Excerpt.

________________

It’s a simple platformer, with a clever caveat – the 2D screen is arranged in a jumble – the whole is divided into mismatched slices and strewn across the screen. Each level presents a new maze to power through, allowing the player to naturally connect the screen shards in his/her mind until it’s obvious how to muddle through.

The game works so well because it’s designed to make you feel smart – the most addictive sensation in all of puzzle-dom. It just feels intuitive – you never have to map out the route from screen to screen deliberately, as you’ll easily fall (or stumble, or jump) onto the solution. Playing it feels utterly natural, making you feel like some kind of visual-spatial genius for figuring it out without sketching things on graph paper off-screen.

________________

Dataset excerpts.
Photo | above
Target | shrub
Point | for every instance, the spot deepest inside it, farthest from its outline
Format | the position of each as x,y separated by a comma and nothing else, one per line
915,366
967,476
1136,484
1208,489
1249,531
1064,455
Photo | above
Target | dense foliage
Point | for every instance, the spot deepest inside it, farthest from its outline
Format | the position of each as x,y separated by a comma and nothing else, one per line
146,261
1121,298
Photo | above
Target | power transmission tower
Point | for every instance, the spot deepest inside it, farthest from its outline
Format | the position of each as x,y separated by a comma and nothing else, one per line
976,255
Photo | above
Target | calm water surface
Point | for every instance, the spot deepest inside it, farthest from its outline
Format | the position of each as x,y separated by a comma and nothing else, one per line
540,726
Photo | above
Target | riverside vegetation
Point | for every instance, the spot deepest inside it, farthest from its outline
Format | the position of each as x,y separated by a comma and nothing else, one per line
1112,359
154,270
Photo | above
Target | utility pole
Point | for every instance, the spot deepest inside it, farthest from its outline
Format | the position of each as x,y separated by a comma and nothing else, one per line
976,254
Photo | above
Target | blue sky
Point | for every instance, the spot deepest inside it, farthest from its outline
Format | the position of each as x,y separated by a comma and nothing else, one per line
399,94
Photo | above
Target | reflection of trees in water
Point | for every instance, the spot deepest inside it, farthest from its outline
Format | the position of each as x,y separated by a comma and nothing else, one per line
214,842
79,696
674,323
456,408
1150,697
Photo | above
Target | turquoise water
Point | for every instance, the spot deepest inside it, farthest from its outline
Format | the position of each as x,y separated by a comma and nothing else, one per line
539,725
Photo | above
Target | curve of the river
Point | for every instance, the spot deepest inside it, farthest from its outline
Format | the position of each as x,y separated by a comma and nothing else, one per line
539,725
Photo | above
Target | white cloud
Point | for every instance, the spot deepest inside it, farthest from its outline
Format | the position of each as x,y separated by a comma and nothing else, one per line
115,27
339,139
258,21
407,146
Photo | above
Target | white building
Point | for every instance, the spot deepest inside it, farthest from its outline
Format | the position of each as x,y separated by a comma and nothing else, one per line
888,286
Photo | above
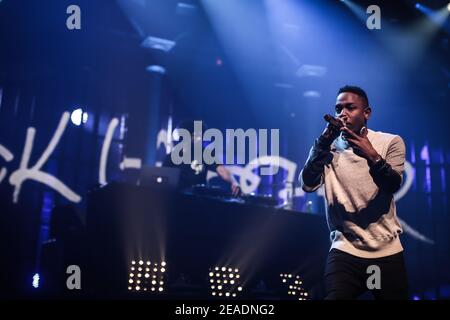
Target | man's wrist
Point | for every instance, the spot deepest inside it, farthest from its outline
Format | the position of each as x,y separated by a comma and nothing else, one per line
374,159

________________

Goal of the exercise. Can you continue the excerpt about the platformer with the jumbled screen, picking up after its final sentence?

Response to the task.
This is precisely what makes Fractured special – as much as I hate to compare it this way, it feels almost Portal-lite in its ability to subtly communicate exactly what you need to do and where you need to go next. Jump in one shard, and the very tip of your hat shows up in another, lending to a flash of inspiration and the next step along the way. Look closely, and notice that a tree sprite is bisected onto two shards in a strange angle – jump over and find the next stepping-stone to your goal. The game never punishes missteps, encouraging you to explore and inch along towards victory. It never hands you success, either, hitting that sweet spot where brilliant design makes you feel confident in your own brilliance.

It’s a rare feat – perhaps even rarer in the Flash world. Hats off to McCallum, and to everyone else innovating the genre out of its cliches.